WHAT YOU NEED TO DO
Filter the entries beneath this task, copying only the lines that hold the word "fireplace".

Excerpts from a dataset
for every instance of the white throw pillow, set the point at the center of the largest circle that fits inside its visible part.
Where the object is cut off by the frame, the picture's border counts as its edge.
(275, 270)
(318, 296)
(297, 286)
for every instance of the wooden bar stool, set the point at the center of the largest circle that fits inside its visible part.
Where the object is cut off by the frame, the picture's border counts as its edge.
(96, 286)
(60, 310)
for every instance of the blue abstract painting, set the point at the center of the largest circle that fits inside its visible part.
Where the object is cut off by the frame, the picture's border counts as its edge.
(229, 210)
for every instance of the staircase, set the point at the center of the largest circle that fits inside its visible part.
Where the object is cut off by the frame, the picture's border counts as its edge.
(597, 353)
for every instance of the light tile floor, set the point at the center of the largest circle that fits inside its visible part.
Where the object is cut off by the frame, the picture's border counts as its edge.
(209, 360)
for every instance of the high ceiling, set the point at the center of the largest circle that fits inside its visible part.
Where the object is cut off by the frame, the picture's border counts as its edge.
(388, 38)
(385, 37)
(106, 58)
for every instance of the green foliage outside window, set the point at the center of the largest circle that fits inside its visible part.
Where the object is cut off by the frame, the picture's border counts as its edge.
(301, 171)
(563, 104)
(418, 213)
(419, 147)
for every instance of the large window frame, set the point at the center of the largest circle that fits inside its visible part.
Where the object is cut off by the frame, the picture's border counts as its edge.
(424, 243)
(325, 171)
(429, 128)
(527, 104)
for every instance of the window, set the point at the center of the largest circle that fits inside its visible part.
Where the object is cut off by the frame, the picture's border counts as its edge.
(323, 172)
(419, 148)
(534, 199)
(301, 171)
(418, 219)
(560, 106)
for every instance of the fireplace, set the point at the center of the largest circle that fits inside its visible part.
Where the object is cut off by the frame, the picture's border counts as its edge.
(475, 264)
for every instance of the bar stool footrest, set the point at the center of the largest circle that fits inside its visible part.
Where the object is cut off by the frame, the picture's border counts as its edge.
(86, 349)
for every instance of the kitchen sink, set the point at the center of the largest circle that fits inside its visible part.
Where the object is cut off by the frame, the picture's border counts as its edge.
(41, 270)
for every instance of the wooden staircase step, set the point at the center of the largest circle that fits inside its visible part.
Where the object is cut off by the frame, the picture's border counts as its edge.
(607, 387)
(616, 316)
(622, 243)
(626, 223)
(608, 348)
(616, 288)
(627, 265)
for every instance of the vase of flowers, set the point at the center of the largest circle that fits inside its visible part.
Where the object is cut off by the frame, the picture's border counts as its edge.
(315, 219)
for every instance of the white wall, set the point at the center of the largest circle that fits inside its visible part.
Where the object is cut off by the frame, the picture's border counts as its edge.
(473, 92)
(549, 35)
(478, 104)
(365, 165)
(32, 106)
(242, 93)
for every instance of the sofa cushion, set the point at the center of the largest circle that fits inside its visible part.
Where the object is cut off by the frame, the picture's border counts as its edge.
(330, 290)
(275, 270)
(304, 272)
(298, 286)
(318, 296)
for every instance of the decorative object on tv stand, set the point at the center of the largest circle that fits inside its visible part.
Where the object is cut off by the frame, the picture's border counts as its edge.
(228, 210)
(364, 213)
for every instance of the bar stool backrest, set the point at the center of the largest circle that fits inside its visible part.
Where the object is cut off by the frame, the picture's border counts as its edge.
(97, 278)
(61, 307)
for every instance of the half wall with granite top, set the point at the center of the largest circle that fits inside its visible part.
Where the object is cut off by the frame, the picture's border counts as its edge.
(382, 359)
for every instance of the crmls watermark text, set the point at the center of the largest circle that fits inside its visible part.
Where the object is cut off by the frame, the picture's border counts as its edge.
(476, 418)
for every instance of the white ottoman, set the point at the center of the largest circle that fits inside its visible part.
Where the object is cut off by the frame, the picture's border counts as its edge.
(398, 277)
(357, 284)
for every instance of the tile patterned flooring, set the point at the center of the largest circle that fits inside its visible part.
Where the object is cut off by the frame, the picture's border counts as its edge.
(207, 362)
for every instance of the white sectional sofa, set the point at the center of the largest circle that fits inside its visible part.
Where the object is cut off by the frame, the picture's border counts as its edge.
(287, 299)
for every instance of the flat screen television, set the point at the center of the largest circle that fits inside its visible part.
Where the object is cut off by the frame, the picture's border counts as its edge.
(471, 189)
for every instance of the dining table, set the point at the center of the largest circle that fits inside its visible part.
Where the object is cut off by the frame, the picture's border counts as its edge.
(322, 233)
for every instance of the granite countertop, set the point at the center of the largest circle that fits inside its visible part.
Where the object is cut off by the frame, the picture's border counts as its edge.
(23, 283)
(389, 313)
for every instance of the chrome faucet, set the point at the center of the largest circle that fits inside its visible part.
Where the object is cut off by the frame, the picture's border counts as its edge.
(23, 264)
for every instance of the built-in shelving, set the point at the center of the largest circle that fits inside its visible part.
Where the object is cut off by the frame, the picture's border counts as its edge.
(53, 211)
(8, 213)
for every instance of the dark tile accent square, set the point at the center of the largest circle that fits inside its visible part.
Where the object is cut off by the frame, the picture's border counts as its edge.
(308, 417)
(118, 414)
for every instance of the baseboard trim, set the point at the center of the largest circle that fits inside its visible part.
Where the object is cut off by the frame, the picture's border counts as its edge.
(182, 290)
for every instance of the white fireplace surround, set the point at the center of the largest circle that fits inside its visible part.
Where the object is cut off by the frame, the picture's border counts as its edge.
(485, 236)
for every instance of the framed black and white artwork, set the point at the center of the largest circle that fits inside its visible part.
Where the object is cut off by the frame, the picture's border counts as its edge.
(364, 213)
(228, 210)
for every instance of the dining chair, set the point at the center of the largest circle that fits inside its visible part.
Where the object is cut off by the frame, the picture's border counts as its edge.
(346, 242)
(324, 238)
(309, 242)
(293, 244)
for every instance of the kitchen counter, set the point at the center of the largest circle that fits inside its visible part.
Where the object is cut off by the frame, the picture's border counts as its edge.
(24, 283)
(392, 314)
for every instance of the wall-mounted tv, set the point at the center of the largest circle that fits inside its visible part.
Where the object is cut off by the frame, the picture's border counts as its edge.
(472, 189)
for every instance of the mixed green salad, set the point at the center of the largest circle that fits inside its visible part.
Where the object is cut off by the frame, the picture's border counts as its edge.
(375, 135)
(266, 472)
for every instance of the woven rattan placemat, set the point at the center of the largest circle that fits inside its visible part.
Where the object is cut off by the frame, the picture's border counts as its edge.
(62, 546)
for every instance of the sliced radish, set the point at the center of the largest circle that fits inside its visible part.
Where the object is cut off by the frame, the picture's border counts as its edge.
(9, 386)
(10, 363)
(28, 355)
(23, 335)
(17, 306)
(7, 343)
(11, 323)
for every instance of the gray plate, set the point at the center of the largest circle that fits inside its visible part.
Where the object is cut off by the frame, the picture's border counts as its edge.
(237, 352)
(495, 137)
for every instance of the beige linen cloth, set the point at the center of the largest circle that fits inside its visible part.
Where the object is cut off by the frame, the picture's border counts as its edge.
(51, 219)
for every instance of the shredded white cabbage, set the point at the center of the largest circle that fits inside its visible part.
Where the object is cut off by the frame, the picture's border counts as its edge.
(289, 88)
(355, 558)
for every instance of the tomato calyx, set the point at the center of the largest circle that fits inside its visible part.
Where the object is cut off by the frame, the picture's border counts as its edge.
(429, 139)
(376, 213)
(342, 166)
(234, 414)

RESULT
for every instance of the fireplace, set the point at the center of the largest circle that fits inside its visible part.
for every instance of the white fireplace surround, set the point at the center of the largest circle that fits inside its visible part.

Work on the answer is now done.